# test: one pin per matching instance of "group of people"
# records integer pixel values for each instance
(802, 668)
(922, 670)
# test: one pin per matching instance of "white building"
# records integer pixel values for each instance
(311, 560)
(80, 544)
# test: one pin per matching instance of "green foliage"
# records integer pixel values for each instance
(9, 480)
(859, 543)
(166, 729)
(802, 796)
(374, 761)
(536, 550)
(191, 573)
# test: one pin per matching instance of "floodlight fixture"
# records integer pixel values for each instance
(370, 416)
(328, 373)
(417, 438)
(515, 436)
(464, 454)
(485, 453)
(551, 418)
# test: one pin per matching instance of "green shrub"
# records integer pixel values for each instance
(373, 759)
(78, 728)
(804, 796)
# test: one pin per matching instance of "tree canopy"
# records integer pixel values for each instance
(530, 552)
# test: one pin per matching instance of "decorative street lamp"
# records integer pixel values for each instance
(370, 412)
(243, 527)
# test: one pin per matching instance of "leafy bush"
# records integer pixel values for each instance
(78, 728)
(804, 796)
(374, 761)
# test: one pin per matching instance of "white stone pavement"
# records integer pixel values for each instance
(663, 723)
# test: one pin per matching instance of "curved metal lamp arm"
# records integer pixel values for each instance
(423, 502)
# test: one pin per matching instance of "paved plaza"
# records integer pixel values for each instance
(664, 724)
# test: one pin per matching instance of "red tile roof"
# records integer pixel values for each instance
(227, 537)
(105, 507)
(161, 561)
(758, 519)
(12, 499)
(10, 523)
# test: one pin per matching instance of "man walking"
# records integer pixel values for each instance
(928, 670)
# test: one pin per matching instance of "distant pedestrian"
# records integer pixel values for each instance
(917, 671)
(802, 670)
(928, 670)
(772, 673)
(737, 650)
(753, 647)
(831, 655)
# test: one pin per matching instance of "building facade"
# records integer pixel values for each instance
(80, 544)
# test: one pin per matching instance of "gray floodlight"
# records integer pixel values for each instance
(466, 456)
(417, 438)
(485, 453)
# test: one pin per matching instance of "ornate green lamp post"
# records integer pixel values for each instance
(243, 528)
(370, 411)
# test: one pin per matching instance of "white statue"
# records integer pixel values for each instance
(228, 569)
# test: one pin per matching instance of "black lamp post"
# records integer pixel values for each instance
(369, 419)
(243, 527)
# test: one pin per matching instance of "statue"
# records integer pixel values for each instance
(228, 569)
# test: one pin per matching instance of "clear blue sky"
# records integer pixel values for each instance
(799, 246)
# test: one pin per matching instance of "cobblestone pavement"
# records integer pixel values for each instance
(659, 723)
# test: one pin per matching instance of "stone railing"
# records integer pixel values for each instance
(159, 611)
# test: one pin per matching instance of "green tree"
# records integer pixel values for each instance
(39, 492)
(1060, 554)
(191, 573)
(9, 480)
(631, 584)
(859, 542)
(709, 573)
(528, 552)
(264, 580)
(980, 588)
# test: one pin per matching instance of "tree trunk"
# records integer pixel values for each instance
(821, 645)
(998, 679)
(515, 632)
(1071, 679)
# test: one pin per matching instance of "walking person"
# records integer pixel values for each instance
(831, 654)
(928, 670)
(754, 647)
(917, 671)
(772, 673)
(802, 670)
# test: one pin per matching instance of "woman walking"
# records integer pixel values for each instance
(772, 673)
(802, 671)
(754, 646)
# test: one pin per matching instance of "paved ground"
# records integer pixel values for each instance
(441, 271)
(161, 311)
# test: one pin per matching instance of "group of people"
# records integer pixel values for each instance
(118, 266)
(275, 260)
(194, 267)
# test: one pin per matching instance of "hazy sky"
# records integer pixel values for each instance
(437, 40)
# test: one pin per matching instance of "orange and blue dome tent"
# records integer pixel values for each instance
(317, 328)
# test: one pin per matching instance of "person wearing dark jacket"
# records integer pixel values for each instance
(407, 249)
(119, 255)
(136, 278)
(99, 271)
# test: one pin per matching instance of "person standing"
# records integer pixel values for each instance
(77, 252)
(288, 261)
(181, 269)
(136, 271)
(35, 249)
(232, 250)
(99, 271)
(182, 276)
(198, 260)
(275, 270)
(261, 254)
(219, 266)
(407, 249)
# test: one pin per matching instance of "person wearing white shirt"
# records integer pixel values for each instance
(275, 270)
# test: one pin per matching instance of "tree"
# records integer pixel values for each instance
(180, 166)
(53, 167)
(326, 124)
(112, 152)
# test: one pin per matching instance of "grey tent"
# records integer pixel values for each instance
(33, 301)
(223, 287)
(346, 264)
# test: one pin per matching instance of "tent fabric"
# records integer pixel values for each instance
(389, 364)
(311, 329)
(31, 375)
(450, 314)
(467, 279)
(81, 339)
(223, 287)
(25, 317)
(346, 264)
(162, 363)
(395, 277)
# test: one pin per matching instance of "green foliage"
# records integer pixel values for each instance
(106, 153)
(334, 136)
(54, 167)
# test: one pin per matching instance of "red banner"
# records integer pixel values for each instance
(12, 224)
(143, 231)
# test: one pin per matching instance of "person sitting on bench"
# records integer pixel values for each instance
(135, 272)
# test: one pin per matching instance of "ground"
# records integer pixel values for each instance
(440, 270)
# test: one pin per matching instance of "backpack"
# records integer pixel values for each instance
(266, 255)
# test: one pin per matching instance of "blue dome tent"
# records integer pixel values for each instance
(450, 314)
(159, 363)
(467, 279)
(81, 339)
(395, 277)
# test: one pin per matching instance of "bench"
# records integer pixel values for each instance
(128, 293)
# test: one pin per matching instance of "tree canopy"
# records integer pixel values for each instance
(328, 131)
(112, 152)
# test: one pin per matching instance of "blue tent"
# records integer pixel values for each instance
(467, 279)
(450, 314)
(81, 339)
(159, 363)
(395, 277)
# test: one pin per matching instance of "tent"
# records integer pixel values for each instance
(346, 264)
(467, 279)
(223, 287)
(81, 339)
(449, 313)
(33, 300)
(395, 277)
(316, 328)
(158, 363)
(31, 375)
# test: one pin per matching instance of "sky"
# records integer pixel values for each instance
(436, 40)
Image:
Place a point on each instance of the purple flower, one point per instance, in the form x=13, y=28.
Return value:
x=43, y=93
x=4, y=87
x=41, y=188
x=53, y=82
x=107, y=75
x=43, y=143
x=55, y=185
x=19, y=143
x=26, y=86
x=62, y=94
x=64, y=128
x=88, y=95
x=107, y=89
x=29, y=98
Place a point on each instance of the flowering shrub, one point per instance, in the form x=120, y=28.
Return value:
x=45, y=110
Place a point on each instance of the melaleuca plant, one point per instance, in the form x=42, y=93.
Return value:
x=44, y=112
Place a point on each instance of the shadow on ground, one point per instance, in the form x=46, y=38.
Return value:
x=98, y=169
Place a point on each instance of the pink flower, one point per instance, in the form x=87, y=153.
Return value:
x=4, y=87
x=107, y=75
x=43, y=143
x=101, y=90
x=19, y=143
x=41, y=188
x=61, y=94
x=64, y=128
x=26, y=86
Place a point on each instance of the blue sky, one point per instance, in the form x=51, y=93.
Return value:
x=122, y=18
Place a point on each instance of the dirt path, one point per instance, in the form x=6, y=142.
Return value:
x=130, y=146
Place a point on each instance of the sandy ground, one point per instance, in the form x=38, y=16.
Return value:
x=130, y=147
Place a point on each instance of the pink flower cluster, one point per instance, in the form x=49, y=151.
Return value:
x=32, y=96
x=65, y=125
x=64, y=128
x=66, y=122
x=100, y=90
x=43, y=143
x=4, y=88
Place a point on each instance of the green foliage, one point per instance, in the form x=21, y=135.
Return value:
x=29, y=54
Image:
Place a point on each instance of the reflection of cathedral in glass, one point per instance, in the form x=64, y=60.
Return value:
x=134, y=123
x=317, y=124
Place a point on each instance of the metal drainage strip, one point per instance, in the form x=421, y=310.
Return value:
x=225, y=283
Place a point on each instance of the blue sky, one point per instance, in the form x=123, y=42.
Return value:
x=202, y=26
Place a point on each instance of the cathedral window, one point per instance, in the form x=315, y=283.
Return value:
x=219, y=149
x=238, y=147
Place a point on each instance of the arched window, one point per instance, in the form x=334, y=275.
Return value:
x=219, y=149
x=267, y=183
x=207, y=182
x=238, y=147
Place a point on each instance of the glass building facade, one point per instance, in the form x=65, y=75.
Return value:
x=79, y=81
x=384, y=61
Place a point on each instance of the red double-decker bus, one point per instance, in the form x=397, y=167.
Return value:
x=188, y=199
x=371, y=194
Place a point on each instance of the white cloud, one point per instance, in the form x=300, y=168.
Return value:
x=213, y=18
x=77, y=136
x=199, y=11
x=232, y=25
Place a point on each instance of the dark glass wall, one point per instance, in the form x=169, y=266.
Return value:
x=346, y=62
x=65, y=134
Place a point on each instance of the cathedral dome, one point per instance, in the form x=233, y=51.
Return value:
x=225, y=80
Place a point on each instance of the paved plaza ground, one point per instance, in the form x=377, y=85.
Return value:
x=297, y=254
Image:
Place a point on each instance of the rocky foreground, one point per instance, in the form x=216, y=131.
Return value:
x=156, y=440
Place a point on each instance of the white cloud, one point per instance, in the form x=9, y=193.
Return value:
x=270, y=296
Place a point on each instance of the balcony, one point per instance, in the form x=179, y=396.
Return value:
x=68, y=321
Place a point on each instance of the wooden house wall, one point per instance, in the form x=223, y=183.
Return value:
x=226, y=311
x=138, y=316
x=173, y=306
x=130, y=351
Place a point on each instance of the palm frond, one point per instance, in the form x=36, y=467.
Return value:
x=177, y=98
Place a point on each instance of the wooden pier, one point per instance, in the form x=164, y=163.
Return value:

What needs to be done: Copy out every line of the data where the word "person" occurs.

Response area:
# test: one pin per matching instance of "walking person"
# test: one pin per matching instance of "person wearing dark jacket"
# test: one pin per matching instance of "person standing"
# test: one pin per matching instance of "person wearing white shirt"
# test: one pin per matching instance of "person sitting on bench"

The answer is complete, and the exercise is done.